Input records START

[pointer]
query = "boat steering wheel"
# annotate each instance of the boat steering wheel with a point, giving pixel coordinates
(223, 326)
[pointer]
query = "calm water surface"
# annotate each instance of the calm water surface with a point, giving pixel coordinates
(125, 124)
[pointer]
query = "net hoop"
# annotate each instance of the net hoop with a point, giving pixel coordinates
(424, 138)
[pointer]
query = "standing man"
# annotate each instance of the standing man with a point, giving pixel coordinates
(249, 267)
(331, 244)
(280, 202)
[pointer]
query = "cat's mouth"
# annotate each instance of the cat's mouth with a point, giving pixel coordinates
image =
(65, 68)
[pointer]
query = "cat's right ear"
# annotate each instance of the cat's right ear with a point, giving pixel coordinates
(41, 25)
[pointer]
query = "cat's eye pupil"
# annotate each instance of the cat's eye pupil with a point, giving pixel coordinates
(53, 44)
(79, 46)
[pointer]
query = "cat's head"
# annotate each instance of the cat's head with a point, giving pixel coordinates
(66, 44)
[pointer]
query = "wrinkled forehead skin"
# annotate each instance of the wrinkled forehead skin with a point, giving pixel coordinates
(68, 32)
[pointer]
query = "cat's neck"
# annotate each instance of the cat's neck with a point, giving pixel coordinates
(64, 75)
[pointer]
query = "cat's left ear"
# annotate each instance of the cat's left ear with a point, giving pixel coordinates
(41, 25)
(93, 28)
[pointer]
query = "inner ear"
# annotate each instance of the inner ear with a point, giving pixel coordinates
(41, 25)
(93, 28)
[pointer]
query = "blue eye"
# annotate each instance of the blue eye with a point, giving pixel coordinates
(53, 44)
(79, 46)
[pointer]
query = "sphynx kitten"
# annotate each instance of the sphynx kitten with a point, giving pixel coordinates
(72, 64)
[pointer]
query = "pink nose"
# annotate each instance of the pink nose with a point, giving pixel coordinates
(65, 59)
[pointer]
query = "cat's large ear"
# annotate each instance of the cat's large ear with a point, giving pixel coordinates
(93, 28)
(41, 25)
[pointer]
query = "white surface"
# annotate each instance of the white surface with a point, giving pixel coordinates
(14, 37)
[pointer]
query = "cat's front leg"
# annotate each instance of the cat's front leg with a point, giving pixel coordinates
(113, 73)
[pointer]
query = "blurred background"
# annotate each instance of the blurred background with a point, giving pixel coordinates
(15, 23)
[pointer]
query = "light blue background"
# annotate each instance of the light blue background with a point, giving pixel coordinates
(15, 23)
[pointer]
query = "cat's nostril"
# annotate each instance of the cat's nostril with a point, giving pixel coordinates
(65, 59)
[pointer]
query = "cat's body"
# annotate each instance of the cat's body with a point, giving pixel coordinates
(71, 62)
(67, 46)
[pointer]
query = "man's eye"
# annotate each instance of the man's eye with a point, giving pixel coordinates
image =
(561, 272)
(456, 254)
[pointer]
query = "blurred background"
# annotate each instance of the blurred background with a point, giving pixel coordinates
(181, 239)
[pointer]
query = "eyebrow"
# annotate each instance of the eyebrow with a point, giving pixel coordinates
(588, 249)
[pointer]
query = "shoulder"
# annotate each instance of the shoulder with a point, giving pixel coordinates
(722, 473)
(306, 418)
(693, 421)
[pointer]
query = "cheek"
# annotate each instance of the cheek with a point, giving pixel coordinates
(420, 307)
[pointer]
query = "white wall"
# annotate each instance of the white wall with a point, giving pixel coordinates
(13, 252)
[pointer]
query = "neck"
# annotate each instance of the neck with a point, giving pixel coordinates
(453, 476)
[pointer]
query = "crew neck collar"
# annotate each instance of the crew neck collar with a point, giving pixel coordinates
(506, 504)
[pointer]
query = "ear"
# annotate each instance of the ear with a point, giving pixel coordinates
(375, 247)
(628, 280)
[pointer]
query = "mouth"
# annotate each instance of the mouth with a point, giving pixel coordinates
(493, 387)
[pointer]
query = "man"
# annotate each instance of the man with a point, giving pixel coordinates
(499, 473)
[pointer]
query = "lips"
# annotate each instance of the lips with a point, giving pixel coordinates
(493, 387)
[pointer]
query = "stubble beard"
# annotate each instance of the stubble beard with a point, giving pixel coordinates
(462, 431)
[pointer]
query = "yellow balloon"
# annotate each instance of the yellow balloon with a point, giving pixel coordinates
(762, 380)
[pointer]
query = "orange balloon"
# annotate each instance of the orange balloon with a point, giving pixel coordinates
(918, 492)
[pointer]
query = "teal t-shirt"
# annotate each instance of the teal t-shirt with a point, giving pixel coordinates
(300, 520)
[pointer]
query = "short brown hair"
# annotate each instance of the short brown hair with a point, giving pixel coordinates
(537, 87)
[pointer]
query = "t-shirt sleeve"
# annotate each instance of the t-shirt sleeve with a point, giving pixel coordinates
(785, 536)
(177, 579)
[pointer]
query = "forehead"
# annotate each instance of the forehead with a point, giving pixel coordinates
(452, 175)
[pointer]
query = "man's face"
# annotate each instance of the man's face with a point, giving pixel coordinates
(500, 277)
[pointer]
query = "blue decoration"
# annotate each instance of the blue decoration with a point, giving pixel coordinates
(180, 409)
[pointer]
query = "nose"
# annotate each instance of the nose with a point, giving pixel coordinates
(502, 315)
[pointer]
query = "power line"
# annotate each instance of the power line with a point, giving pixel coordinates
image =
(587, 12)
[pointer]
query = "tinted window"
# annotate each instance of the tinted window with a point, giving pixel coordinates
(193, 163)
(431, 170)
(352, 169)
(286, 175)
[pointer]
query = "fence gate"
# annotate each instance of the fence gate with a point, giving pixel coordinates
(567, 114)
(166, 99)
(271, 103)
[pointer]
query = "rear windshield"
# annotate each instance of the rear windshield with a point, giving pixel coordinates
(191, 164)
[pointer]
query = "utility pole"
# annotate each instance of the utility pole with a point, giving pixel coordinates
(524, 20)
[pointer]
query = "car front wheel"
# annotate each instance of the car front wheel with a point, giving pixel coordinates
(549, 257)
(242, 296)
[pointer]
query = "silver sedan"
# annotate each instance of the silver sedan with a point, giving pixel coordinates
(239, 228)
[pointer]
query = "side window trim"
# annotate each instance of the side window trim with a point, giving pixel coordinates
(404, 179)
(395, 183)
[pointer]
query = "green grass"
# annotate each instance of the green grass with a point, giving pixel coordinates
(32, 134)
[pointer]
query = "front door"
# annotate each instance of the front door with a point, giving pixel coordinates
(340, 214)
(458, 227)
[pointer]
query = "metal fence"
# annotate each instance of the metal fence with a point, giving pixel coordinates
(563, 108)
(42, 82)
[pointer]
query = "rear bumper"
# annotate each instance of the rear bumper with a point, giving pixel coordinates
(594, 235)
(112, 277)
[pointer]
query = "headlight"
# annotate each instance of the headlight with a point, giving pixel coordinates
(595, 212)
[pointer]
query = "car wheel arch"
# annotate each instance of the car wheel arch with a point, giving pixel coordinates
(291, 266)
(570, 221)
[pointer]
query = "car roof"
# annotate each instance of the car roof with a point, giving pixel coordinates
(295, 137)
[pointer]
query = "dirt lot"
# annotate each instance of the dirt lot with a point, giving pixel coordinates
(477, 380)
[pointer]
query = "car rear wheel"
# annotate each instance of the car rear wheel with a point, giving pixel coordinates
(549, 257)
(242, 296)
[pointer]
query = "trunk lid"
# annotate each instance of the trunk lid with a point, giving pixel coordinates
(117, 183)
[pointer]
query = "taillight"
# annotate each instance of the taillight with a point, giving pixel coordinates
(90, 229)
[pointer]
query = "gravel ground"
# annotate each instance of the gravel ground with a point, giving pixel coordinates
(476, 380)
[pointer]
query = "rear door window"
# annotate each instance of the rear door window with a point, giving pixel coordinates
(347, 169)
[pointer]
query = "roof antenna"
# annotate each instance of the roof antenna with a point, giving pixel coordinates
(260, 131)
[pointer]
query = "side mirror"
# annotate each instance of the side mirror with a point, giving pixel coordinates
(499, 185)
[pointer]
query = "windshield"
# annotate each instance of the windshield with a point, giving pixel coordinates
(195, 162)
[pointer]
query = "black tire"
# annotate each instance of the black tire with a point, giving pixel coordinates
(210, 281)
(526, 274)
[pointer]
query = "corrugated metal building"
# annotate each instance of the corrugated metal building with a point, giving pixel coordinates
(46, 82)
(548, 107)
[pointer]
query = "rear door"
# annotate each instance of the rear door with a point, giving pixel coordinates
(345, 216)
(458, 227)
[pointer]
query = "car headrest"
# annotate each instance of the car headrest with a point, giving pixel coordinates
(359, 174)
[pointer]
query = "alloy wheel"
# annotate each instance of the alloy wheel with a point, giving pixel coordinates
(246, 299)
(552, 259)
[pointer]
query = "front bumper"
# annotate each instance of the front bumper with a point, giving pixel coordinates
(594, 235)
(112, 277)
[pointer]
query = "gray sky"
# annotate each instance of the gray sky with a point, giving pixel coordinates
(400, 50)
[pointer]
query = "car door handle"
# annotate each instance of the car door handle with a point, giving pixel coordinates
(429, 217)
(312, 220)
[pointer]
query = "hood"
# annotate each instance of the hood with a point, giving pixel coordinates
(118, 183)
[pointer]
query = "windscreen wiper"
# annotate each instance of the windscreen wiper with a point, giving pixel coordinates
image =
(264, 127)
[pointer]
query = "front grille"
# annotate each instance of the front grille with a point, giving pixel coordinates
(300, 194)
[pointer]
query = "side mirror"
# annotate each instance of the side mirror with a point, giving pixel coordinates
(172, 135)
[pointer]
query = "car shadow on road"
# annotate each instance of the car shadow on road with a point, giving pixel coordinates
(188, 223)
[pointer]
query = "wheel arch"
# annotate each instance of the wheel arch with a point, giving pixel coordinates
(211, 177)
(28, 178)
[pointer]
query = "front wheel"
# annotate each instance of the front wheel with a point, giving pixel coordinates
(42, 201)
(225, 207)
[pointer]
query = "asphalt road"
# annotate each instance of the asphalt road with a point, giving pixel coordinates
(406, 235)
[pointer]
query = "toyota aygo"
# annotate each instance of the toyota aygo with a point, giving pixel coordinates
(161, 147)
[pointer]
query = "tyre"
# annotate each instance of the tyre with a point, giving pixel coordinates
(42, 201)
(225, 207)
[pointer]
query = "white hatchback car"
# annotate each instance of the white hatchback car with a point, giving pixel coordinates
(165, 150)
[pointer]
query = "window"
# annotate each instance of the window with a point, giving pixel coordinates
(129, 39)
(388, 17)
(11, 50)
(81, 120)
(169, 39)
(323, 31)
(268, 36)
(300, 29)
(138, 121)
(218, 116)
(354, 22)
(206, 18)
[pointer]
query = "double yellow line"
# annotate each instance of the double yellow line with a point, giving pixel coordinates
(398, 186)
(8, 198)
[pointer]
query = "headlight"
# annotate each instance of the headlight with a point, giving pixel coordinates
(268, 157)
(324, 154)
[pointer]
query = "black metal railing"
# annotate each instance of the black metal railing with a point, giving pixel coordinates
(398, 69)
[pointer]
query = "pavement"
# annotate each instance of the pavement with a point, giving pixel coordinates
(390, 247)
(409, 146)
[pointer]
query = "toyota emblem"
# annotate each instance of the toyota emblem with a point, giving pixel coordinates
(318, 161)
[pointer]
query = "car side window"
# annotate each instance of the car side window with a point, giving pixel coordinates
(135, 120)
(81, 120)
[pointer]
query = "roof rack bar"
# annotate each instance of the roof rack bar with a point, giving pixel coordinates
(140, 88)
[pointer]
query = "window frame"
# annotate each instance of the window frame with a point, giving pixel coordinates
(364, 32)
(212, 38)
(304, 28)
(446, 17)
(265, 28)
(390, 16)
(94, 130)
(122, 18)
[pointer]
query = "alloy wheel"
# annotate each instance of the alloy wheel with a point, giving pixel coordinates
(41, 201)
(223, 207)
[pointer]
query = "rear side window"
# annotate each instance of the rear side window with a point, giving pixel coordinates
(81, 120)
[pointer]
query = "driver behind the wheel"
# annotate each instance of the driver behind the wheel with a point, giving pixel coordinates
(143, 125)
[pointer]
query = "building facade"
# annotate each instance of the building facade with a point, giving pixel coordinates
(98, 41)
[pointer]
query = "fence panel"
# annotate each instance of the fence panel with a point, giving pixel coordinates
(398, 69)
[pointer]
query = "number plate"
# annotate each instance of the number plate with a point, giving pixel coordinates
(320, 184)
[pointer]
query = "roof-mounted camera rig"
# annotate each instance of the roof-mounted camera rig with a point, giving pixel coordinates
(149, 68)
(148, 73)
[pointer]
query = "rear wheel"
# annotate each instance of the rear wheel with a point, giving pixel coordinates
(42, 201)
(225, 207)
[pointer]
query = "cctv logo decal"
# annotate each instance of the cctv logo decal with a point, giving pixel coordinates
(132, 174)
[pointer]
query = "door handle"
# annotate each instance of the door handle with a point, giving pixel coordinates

Input records END

Task: Throughout the records above, find the lines in which the word "windscreen" appears and return them.

Written reply:
query = "windscreen wiper"
# annotate each instance of the windscreen wiper with a point, giving pixel coordinates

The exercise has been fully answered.